Region labeling items:
━━━━━━━━━━

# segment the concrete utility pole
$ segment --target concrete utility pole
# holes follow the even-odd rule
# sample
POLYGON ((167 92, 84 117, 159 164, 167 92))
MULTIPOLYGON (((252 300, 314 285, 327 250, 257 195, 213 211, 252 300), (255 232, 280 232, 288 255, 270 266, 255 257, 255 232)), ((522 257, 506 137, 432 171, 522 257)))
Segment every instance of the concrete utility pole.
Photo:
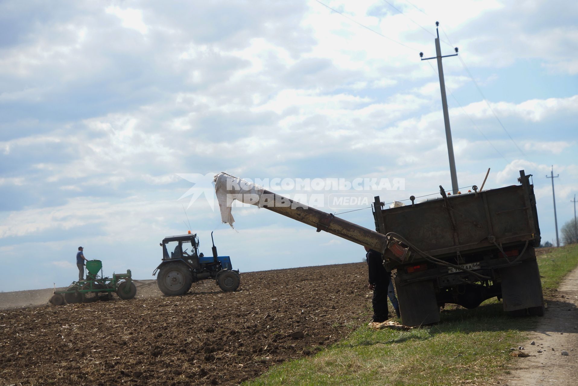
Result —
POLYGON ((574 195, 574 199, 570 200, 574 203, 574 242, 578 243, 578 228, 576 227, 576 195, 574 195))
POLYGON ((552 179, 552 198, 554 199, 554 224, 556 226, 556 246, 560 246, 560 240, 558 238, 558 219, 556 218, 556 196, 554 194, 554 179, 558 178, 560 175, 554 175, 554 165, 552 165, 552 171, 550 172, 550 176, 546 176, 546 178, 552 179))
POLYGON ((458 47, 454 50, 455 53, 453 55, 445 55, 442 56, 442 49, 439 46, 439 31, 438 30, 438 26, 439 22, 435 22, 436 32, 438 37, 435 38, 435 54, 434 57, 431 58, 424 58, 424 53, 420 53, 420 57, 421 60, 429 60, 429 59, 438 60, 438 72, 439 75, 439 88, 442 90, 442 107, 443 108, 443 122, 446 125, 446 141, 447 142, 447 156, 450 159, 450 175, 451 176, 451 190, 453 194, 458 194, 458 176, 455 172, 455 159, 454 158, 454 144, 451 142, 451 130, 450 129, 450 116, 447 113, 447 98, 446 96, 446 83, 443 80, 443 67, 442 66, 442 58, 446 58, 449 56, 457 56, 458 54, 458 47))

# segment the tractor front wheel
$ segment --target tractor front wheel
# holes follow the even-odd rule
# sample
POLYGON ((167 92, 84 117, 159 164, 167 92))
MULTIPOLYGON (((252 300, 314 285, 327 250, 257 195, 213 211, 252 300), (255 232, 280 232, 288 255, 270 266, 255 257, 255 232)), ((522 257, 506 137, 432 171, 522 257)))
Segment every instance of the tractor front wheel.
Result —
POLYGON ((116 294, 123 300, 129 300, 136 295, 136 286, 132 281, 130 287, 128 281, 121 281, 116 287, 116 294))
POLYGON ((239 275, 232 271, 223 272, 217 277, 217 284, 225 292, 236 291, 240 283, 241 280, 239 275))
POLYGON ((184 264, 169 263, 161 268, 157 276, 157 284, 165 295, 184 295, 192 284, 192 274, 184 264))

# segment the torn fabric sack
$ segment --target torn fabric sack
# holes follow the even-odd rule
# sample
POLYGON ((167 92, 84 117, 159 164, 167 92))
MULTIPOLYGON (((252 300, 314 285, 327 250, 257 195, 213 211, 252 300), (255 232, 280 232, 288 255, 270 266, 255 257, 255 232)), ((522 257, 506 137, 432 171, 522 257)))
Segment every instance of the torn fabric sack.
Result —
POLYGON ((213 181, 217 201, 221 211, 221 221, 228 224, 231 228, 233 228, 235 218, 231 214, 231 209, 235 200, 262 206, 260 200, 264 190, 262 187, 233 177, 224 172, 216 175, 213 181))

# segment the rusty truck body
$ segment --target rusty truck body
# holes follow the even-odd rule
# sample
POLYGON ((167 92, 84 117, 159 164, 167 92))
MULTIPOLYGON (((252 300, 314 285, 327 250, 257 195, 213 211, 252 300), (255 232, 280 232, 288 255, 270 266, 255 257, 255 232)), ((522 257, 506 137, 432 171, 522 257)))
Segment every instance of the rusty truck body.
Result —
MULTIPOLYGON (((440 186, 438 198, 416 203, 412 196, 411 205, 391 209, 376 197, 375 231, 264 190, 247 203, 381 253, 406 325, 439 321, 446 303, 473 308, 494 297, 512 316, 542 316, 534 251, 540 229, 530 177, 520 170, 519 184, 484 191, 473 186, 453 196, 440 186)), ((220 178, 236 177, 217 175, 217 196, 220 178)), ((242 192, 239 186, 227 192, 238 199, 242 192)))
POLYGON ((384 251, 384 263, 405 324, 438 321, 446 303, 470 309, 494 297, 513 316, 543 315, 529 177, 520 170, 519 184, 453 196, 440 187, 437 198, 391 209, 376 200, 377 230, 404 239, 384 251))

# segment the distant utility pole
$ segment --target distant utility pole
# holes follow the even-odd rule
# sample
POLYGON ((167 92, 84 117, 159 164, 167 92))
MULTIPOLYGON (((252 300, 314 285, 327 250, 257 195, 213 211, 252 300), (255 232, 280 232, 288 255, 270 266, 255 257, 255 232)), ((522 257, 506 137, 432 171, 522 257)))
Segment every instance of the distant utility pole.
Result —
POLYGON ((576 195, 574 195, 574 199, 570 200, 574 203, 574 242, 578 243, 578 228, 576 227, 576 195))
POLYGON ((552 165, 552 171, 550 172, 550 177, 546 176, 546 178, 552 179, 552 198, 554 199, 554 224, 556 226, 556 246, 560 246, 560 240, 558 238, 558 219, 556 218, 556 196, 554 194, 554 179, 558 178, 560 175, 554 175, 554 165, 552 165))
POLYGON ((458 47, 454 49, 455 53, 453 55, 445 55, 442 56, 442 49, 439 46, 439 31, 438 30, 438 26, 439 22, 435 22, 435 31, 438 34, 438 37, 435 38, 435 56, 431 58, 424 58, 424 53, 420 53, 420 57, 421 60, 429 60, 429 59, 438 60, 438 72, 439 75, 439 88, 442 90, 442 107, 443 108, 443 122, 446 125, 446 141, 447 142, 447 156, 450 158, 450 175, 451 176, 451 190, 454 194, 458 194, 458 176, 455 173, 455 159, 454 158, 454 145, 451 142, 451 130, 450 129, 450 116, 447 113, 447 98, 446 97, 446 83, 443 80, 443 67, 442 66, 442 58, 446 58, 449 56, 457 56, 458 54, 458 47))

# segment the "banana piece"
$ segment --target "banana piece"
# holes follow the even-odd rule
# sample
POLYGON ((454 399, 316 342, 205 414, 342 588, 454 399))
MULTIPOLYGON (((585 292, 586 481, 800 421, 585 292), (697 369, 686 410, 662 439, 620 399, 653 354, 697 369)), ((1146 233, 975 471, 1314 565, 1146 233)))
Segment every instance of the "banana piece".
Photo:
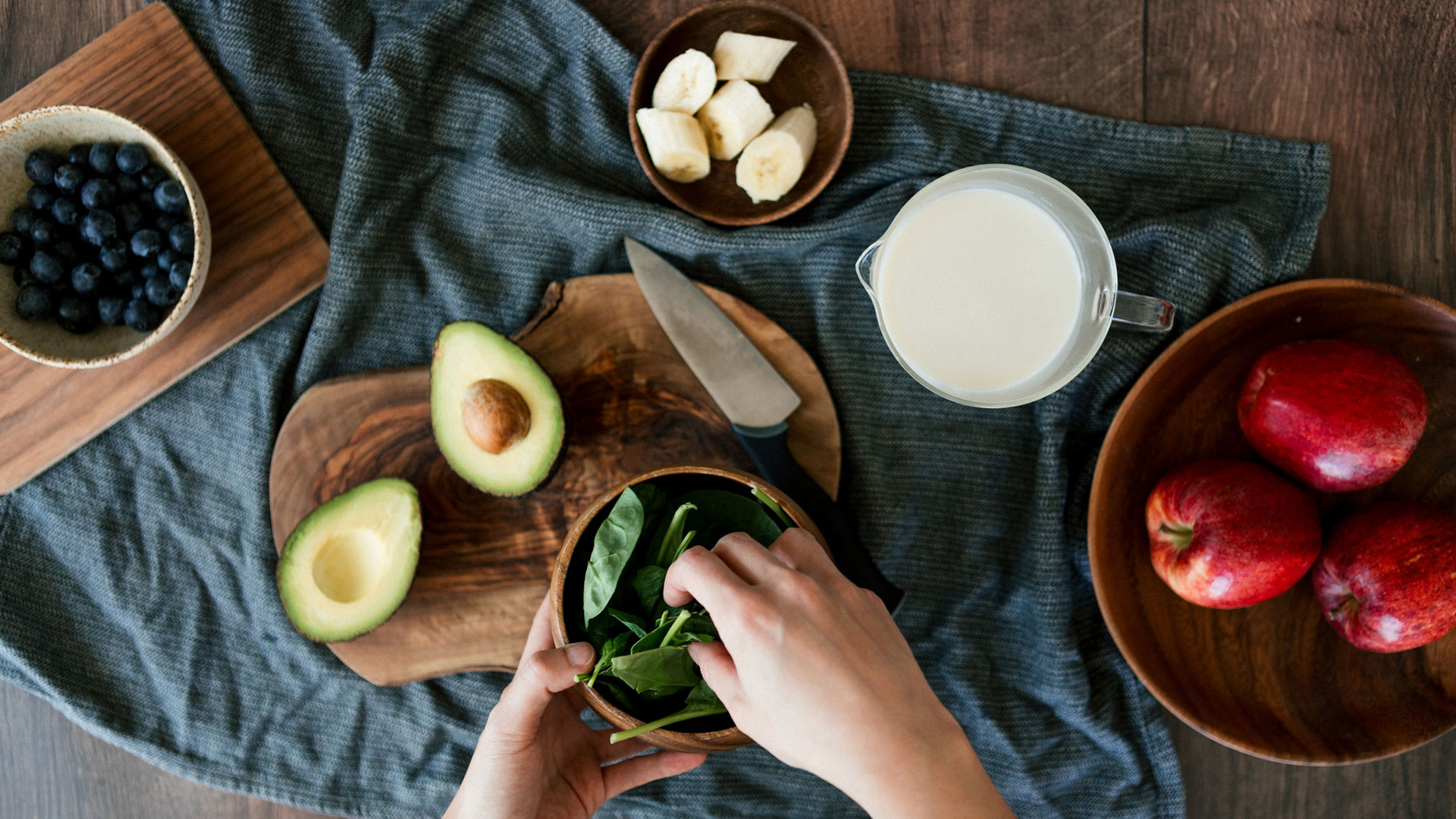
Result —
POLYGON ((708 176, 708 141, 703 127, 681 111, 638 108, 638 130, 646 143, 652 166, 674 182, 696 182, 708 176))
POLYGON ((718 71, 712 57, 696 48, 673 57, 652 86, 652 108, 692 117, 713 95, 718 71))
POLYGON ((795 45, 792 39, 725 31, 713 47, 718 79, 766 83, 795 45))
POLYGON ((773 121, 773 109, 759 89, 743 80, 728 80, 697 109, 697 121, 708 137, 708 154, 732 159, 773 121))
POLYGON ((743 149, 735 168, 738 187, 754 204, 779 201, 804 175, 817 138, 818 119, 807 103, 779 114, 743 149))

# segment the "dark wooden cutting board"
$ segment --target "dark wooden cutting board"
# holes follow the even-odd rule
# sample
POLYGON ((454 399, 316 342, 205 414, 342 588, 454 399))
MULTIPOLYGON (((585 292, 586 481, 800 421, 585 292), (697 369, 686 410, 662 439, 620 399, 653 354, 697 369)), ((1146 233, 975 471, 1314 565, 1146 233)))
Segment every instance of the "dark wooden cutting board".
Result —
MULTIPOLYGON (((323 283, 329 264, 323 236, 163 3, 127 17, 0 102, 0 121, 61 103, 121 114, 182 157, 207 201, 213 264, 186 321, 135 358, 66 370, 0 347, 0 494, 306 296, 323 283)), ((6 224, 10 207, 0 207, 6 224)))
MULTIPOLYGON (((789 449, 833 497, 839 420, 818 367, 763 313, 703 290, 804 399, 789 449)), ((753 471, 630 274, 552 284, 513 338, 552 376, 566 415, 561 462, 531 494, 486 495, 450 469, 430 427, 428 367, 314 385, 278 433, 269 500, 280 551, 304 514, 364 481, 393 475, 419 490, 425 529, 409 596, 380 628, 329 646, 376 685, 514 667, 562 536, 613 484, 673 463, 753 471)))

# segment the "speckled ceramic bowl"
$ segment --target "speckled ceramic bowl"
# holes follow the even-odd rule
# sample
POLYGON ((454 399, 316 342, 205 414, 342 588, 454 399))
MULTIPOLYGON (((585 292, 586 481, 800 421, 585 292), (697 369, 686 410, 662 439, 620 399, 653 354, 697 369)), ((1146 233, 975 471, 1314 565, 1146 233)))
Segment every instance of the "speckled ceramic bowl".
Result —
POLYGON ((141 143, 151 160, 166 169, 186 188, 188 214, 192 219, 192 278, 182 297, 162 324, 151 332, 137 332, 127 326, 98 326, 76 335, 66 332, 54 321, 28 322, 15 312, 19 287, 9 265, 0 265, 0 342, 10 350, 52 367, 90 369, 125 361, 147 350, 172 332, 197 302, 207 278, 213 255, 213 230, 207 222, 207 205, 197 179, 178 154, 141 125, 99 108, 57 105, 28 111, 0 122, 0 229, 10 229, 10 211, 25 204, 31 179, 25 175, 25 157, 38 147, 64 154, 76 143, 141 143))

━━━━━━━━━━

> GOAL OF THE EXERCISE: Copy out the items word for word, starting at the very beginning and ending with the line that contains "POLYGON ((574 195, 574". Leave the pictures out of your copy.

> ANSWER TO THIS EXERCISE:
# segment the concrete utility pole
$ segment --target concrete utility pole
# holes follow the even-odd rule
# sample
POLYGON ((167 92, 84 117, 159 164, 167 92))
MULTIPOLYGON (((252 300, 314 285, 327 250, 257 195, 213 211, 252 300), (255 232, 280 232, 288 255, 270 266, 255 257, 255 232)), ((522 257, 506 137, 432 171, 522 257)))
Segment every instance of the concrete utility pole.
Photo:
Result —
POLYGON ((574 195, 574 199, 570 200, 574 203, 574 242, 578 243, 578 228, 576 227, 576 195, 574 195))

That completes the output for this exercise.